„Tech“ wird zum Standard – viele Chancen für Anleger

 18.08.20

Wer immer noch glaubt, Technologie am Aktienmarkt sei nur ein Hype mit irren Zahlen (Wachstum, Gewinne, Kurse), der irrt gewaltig. Denn die „Techs“ bilden schon jetzt so etwas wie ein eigenes Segment, wenn auch nicht offiziell und dominieren ganze Indizes. Ich behaupte: Die Zukunft dieser mächtigen Konzerne und ihrer Nachfolger hat erst begonnen und wird Kapitalanlegern noch viele großartige Chancen liefern – ich denke dabei weniger an kurzfristige spekulative Engagements, sondern vor allem an langfristigen Investitionen.

Zwei aktuelle Nachrichten markieren die Breite dieses Themenfelds, denn es wird noch zu vielen Fusionen und Kooperationen kommen – und natürlich zu zahlreichen Neugründungen (IPOs). Selbst intelligente Unternehmen der Biotechnologie, im Gesundheitswesen (Healthcare) und in der Medizintechnik können dem rasch wachsenden Kreis der Technologie zugeordnet werden.

..........

[AUFGABE 1] Was bilden die „Techs“ laut dem Text über Technologieaktien schon jetzt?
[AUFGABE 2] Geben Sie den Abschnitt des Textes über Technologieaktien wieder, der bei den Worten „Wer immer noch“ beginnt und nach „Technologie zugeordnet werden.“ endet, und tauschen Sie darin „Fusionen“ gegen „Übernahmen“ aus.
Die Daten spielen hierfür keine Rolle.

..........

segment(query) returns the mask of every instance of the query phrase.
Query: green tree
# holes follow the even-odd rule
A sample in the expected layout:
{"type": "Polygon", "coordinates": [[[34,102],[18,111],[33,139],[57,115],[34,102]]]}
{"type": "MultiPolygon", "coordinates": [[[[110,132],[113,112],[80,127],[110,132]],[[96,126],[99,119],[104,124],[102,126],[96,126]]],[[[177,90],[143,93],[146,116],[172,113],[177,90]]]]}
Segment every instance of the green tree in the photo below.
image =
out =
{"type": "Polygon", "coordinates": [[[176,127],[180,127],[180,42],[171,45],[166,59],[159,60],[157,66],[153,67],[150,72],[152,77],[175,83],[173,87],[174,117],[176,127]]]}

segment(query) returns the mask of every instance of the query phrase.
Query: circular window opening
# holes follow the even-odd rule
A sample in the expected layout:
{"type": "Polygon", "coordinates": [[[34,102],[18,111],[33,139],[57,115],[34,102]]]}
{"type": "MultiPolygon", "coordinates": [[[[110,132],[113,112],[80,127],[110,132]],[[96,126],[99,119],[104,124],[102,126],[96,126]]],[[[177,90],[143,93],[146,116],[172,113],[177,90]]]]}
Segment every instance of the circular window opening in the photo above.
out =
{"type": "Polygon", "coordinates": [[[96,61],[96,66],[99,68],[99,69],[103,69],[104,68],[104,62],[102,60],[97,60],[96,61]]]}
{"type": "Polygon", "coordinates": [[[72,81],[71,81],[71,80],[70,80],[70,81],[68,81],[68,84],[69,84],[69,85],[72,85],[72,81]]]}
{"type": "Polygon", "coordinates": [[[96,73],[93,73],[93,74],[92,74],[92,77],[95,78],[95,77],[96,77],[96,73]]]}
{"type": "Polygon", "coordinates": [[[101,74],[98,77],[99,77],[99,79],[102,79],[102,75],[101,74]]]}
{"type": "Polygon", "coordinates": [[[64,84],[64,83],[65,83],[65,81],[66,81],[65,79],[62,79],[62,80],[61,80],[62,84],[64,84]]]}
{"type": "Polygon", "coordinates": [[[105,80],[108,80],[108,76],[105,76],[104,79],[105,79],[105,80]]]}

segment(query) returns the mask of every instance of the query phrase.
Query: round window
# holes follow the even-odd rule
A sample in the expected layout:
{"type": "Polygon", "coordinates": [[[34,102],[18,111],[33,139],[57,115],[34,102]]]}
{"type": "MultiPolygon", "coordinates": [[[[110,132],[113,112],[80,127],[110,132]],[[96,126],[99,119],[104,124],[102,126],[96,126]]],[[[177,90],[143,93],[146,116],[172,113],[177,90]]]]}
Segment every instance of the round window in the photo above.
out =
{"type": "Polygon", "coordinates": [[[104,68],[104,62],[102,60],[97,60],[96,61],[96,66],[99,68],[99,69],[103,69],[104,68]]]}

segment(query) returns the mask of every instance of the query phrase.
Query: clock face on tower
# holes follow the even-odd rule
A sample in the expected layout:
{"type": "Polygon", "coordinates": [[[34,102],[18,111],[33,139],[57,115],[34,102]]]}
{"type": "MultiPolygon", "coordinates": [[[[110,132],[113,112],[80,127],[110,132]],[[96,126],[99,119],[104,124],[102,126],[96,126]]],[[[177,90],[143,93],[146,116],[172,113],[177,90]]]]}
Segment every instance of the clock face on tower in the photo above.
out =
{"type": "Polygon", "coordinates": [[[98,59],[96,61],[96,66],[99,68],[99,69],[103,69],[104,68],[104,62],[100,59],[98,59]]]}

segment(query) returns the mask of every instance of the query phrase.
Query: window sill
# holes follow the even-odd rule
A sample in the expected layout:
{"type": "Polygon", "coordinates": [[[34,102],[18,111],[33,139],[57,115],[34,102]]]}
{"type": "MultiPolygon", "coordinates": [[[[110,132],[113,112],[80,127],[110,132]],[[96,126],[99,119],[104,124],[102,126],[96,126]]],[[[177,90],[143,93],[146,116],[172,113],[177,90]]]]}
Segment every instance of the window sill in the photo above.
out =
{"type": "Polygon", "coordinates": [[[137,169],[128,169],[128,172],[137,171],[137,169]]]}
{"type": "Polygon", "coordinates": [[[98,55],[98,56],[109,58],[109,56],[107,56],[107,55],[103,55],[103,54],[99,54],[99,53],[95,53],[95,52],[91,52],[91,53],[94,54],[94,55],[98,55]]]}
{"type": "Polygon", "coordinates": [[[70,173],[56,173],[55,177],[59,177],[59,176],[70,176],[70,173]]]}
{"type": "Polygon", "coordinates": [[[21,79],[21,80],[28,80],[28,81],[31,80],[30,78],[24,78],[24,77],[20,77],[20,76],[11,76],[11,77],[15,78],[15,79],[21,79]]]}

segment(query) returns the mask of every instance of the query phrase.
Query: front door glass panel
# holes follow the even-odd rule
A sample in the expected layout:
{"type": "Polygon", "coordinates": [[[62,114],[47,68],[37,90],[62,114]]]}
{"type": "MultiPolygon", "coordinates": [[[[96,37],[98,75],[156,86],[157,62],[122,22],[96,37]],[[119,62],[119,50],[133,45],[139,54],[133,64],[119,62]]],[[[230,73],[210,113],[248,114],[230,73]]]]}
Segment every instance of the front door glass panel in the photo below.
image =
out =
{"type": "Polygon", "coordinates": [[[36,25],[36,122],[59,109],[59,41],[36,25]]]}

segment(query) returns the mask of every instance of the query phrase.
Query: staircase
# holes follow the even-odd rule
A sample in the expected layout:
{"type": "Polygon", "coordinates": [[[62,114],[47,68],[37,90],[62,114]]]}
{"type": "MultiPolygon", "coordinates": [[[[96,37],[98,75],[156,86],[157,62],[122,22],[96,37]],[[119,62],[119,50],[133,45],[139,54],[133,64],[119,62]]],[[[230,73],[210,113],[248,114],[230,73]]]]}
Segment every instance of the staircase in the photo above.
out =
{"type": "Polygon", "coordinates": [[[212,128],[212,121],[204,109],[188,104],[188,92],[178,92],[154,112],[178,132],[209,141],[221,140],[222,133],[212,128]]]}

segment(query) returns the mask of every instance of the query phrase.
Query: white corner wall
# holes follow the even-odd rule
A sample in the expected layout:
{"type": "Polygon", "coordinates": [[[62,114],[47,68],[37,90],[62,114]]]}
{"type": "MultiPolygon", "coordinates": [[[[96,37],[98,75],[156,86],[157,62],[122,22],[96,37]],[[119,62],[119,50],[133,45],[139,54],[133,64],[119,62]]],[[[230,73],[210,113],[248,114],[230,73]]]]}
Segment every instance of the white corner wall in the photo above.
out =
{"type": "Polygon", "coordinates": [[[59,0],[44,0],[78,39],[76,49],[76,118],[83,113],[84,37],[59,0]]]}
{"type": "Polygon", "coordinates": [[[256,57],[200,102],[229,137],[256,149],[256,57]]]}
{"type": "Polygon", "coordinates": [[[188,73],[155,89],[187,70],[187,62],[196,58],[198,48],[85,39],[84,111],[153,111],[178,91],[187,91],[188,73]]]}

..........

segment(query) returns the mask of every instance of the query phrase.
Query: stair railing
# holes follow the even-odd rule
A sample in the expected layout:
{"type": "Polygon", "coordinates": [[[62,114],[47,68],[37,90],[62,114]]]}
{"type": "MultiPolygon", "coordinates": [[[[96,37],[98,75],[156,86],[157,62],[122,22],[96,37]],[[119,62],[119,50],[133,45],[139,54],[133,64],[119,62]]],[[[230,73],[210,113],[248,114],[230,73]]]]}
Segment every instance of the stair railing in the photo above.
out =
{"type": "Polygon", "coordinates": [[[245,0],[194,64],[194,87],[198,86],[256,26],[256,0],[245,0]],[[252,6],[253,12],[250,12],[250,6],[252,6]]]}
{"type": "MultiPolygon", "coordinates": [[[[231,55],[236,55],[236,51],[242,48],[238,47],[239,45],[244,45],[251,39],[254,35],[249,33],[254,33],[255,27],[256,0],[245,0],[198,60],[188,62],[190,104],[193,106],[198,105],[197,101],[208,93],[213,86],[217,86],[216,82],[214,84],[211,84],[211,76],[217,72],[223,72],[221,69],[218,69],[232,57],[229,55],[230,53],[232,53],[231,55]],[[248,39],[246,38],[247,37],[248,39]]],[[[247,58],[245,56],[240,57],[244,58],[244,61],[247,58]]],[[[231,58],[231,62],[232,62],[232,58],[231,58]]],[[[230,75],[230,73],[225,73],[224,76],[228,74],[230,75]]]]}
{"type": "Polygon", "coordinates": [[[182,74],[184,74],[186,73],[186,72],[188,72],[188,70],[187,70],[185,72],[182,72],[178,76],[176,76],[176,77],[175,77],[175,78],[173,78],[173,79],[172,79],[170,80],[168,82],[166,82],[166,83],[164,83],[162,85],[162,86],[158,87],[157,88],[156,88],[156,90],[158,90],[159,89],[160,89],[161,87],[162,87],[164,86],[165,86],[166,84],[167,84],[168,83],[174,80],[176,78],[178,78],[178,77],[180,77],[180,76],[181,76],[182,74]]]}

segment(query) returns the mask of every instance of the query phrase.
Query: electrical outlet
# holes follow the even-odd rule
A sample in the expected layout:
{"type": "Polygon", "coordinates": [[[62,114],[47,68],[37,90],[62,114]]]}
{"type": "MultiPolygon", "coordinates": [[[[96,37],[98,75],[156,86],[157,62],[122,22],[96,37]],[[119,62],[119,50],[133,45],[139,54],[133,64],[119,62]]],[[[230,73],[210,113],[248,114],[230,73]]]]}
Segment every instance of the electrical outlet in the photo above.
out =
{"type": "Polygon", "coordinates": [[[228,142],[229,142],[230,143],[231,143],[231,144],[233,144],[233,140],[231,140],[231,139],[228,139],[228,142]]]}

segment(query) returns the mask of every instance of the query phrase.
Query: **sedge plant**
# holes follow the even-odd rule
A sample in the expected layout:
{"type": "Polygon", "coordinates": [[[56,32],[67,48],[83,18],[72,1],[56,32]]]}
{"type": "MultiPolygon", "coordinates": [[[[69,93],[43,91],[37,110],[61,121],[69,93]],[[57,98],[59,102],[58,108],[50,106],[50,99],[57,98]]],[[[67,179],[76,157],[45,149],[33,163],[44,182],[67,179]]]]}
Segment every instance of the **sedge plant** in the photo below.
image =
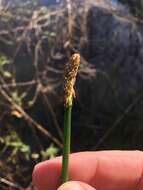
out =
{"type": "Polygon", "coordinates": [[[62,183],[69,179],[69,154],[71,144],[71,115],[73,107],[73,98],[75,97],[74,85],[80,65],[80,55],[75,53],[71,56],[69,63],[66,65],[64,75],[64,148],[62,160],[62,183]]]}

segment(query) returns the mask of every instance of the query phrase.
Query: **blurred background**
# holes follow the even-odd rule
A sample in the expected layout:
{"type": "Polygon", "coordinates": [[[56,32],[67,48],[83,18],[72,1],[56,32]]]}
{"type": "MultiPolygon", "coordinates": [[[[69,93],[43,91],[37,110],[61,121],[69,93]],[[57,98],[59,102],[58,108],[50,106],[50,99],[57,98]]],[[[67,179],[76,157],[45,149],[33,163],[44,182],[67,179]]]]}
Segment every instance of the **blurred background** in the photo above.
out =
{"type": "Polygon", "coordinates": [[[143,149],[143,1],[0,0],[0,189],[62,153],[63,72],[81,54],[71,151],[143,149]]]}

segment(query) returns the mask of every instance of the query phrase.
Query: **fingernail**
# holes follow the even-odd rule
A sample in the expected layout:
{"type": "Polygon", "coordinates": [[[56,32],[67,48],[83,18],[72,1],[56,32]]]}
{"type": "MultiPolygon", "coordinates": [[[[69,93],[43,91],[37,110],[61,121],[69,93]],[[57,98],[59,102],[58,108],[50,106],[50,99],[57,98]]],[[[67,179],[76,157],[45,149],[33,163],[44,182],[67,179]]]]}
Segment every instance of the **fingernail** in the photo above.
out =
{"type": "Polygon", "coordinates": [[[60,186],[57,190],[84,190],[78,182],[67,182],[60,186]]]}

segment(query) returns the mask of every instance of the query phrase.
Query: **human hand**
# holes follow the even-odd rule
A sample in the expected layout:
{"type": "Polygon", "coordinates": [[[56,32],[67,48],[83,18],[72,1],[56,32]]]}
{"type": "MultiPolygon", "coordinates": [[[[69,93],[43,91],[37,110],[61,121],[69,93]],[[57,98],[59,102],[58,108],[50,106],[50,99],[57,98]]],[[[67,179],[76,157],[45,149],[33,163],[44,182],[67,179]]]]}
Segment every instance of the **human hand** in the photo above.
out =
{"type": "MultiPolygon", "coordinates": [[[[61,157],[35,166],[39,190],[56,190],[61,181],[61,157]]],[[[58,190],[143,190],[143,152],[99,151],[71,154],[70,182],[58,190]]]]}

..........

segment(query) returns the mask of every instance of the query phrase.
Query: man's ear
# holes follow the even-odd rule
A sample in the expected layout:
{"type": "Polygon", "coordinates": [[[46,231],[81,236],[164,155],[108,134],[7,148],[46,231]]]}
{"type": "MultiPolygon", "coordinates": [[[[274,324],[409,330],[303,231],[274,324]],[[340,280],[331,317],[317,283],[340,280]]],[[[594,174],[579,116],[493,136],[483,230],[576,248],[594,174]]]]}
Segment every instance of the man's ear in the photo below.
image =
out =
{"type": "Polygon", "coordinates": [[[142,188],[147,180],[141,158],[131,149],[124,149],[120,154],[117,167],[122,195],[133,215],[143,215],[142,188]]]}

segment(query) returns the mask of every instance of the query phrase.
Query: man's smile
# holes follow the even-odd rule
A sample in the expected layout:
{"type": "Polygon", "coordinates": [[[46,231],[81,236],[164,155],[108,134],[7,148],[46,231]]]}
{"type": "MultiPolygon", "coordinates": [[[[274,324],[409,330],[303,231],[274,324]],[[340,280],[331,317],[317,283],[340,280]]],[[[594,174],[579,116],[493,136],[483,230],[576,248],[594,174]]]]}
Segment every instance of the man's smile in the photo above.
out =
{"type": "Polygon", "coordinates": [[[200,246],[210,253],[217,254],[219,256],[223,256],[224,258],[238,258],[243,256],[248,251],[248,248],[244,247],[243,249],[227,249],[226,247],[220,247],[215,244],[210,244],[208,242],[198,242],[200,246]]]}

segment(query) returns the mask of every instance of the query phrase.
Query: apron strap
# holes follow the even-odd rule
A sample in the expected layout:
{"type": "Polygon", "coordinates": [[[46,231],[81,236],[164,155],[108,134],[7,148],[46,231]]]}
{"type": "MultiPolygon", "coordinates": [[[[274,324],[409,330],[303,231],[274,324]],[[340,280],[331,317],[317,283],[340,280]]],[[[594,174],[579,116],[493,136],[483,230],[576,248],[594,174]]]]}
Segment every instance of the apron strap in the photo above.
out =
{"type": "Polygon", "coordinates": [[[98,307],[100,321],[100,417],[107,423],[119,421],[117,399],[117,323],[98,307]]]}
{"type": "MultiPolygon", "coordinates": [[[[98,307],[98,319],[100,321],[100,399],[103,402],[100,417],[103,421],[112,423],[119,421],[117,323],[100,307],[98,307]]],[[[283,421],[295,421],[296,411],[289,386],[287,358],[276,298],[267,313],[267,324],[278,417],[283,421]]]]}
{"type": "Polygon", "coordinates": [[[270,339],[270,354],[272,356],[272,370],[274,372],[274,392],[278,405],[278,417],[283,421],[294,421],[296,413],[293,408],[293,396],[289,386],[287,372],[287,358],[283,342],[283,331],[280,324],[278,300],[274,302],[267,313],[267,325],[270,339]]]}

..........

[LÖSUNG 1] So etwas wie ein eigenes Segment, wenn auch nicht offiziell.

[LÖSUNG 2]
Wer immer noch glaubt, Technologie am Aktienmarkt sei nur ein Hype mit irren Zahlen (Wachstum, Gewinne, Kurse), der irrt gewaltig. Denn die „Techs“ bilden schon jetzt so etwas wie ein eigenes Segment, wenn auch nicht offiziell und dominieren ganze Indizes. Ich behaupte: Die Zukunft dieser mächtigen Konzerne und ihrer Nachfolger hat erst begonnen und wird Kapitalanlegern noch viele großartige Chancen liefern – ich denke dabei weniger an kurzfristige spekulative Engagements, sondern vor allem an langfristigen Investitionen.

Zwei aktuelle Nachrichten markieren die Breite dieses Themenfelds, denn es wird noch zu vielen Übernahmen und Kooperationen kommen – und natürlich zu zahlreichen Neugründungen (IPOs). Selbst intelligente Unternehmen der Biotechnologie, im Gesundheitswesen (Healthcare) und in der Medizintechnik können dem rasch wachsenden Kreis der Technologie zugeordnet werden.